What is required
Once you find the line with "Locate the light" in the entries below, return exactly every line from it through the line with "Planogram-check task. Target: concrete path".

(Stored data)
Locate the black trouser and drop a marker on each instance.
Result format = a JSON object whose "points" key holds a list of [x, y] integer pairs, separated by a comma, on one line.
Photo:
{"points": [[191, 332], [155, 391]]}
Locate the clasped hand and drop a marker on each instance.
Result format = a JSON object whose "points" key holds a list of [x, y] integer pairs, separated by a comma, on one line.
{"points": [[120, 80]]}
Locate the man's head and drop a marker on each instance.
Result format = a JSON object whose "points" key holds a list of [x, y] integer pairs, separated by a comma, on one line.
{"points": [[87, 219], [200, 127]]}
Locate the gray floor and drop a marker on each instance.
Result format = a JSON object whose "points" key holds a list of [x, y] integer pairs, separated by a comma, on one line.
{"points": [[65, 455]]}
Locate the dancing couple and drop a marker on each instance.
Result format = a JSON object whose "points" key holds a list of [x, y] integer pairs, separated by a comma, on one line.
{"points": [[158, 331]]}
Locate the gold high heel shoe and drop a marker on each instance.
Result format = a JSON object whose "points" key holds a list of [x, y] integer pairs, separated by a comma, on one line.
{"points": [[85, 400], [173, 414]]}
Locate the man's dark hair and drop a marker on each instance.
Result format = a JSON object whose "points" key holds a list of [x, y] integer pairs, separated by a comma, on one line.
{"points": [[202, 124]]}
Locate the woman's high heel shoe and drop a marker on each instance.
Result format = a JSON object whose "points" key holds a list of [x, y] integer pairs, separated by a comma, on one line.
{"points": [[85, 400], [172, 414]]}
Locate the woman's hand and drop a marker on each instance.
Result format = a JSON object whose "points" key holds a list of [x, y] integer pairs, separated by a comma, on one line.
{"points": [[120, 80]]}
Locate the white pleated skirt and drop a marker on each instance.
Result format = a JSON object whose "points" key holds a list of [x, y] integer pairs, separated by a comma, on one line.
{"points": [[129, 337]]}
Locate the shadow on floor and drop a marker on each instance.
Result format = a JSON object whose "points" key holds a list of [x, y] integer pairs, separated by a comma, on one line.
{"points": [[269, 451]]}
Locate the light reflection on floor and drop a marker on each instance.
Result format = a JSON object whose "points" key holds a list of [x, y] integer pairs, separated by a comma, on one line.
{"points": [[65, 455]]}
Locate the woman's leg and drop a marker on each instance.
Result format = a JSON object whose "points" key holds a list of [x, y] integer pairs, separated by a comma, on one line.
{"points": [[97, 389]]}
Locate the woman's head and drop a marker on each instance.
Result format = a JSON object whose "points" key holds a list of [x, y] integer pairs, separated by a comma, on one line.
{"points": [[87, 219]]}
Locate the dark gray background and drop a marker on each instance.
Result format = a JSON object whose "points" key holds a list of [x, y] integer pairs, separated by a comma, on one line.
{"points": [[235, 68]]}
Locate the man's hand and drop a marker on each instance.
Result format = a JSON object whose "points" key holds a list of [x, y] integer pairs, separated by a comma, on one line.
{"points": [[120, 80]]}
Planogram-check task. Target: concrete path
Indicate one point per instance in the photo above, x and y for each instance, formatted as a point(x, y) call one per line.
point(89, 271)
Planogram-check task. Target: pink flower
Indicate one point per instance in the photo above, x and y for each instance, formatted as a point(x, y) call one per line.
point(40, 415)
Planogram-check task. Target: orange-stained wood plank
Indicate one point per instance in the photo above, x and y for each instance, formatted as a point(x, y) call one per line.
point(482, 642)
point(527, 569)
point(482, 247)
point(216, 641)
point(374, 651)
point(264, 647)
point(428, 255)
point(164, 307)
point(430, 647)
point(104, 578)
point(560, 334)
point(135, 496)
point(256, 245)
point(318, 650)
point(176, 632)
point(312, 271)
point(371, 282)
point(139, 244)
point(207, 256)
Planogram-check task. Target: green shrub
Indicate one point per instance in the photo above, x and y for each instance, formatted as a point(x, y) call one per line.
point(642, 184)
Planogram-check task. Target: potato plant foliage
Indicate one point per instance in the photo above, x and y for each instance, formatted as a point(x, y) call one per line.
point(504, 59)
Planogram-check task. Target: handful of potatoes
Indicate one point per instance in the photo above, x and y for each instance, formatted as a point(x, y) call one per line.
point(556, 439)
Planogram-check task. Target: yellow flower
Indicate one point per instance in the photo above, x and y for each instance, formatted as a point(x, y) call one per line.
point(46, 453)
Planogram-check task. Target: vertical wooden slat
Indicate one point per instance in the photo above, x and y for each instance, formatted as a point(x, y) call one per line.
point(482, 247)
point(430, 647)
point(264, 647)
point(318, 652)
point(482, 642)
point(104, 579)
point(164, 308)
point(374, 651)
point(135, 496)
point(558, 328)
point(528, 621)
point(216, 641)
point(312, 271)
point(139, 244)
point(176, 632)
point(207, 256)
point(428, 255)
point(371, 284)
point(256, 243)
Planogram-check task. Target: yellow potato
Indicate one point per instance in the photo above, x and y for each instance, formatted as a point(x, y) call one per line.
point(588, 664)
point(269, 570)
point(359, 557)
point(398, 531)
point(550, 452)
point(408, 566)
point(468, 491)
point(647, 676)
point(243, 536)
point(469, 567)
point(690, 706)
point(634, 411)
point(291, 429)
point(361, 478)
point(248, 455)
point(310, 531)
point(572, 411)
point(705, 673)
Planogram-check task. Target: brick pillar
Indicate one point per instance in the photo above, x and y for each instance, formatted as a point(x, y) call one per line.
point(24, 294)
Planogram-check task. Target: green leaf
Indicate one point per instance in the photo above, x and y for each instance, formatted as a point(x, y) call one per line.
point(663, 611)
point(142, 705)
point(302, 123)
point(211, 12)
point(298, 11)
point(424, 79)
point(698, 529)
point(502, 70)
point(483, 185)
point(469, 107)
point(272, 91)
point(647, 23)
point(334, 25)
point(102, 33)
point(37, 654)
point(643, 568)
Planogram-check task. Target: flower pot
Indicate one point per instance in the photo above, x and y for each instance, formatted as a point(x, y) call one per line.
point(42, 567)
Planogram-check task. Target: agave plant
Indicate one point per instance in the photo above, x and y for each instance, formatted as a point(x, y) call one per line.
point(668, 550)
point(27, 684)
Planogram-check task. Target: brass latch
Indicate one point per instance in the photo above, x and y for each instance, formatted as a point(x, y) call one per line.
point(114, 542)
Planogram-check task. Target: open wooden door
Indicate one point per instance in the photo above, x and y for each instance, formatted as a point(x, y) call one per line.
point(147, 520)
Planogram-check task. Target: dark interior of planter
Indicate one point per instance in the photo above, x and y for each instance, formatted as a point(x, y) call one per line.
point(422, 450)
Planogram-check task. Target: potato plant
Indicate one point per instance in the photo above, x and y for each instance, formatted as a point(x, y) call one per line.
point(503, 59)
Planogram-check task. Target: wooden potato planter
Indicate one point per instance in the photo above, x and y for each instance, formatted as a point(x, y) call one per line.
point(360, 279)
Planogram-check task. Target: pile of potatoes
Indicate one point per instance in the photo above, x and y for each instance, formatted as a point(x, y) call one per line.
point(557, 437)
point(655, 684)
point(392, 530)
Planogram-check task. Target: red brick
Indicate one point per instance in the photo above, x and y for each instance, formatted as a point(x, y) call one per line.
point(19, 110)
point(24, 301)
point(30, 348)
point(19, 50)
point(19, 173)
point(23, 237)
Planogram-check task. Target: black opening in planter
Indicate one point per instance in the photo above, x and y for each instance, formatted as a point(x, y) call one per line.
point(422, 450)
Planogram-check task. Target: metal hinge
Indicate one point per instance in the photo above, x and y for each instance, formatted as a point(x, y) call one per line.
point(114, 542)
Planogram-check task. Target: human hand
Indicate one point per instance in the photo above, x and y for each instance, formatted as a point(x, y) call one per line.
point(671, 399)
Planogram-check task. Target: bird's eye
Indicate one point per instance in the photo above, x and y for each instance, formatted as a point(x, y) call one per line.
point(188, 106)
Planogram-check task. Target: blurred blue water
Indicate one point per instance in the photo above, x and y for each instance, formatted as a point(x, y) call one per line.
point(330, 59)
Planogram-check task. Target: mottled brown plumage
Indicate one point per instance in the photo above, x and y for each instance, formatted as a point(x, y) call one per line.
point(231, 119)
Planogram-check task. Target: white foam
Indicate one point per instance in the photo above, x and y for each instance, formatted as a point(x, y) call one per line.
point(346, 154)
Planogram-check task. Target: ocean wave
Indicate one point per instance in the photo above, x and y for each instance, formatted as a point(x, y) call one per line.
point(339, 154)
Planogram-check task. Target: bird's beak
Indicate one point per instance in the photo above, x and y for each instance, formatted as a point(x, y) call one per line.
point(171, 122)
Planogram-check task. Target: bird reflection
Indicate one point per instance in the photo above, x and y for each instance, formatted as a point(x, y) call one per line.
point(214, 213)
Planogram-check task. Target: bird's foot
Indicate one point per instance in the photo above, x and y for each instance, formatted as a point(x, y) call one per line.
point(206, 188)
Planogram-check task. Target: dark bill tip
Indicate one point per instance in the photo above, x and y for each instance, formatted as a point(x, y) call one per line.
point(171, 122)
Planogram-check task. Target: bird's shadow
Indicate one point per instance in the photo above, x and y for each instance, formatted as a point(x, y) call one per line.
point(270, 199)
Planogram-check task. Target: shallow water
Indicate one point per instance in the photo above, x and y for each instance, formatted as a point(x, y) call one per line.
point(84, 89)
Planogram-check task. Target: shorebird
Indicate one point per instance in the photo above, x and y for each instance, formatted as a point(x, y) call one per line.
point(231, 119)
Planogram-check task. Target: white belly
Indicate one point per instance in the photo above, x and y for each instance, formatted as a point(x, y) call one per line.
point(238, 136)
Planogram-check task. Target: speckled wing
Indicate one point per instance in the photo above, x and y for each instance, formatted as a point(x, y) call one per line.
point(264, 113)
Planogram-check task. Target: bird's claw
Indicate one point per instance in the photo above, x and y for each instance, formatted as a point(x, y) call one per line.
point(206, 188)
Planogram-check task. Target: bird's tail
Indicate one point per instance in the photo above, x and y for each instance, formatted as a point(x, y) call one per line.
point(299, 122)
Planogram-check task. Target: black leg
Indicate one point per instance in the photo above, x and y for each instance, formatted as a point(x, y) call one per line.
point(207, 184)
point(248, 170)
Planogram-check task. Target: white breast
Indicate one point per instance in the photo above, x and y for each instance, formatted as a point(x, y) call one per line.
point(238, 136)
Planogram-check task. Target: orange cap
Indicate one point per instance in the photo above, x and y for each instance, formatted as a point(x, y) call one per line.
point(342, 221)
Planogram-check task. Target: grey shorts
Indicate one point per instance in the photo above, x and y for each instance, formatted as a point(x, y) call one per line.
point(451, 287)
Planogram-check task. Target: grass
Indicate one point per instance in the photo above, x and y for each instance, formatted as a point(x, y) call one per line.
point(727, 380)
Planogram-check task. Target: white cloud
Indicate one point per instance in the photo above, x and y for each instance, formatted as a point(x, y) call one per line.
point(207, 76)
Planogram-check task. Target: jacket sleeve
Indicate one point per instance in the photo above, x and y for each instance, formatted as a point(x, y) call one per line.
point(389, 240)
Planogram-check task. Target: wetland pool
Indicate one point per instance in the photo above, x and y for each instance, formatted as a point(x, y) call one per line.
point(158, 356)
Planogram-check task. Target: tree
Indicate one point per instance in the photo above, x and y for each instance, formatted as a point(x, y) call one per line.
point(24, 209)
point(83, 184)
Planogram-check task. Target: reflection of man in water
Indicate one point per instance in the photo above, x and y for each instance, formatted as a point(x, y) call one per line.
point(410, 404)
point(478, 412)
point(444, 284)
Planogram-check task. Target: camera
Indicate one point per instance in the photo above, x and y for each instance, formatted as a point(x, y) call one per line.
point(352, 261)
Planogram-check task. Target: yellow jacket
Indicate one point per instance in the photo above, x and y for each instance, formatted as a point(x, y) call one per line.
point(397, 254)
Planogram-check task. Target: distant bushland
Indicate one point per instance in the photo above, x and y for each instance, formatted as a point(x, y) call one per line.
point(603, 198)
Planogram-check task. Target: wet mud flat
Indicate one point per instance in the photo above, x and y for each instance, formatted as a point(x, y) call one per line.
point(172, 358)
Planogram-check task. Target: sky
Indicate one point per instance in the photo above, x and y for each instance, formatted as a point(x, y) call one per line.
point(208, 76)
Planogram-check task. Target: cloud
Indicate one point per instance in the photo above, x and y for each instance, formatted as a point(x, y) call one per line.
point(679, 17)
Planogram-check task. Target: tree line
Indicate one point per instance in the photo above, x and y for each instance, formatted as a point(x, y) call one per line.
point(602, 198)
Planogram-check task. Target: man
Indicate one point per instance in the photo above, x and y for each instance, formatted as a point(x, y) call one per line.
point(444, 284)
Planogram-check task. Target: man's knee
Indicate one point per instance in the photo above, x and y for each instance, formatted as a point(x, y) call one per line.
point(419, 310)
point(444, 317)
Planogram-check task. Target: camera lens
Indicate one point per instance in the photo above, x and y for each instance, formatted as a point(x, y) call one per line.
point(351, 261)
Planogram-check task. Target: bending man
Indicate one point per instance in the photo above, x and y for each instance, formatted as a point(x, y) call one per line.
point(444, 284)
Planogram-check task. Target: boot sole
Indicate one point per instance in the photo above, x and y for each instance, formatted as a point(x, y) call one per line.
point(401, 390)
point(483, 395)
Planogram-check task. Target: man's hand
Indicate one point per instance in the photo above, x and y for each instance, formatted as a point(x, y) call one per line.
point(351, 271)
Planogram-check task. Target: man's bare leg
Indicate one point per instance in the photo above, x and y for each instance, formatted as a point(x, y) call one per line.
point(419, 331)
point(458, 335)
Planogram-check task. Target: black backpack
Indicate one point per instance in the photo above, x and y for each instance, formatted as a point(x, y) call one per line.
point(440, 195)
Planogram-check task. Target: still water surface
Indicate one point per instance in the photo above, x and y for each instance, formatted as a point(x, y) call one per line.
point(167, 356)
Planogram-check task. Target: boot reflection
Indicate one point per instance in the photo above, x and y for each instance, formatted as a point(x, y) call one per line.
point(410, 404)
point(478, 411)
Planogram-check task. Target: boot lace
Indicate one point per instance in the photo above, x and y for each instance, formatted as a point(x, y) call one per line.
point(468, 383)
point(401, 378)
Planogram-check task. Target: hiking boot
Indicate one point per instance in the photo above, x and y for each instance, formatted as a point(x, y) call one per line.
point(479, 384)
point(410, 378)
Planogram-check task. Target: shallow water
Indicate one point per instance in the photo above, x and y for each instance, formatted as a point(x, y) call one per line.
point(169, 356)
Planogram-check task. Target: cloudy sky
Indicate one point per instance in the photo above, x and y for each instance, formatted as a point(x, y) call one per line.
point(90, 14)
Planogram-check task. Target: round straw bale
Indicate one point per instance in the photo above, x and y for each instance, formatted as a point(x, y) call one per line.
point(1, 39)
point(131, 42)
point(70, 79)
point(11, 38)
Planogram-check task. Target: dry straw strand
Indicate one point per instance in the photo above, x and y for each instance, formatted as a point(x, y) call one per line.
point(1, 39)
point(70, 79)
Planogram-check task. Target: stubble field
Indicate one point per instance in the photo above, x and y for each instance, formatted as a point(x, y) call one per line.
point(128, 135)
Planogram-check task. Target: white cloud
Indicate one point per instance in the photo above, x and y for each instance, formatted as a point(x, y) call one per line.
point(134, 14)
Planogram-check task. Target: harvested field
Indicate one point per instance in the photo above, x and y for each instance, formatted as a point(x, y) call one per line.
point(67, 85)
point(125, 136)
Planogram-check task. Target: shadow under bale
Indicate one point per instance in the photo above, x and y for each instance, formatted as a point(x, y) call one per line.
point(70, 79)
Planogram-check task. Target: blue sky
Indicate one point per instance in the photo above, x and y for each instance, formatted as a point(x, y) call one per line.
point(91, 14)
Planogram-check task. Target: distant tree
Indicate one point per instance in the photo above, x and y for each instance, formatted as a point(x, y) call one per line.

Exercise answer
Locate the light reflection on floor and drop a marker on each instance.
Result format = a JSON object whose "points" key holds a list of [x, y] integer pairs, separated by a comma, on one line.
{"points": [[65, 455]]}
Locate the woman's leg and drop a marker on each instance.
Result format = a JSON object whose "points" key holds a list of [x, y] integer pairs, separated by a comma, on one line.
{"points": [[97, 389]]}
Locate the woman's head and drop a marker on each instance.
Result format = a JSON object whose "points" key holds a list of [x, y] integer pairs, separated by a comma, on one line.
{"points": [[87, 219]]}
Locate the dark gray background and drop a marker on each instance.
Result format = a JSON object whose "points" key holds a list of [x, y] integer pairs, separated by a comma, on one line.
{"points": [[235, 68]]}
Locate the man's hand and drop a marker on each instance.
Result format = a JSON object whose "points" key holds a list of [x, y] integer pairs, separated by a comma, on one line.
{"points": [[120, 80]]}
Planogram-check task. Target: concrete path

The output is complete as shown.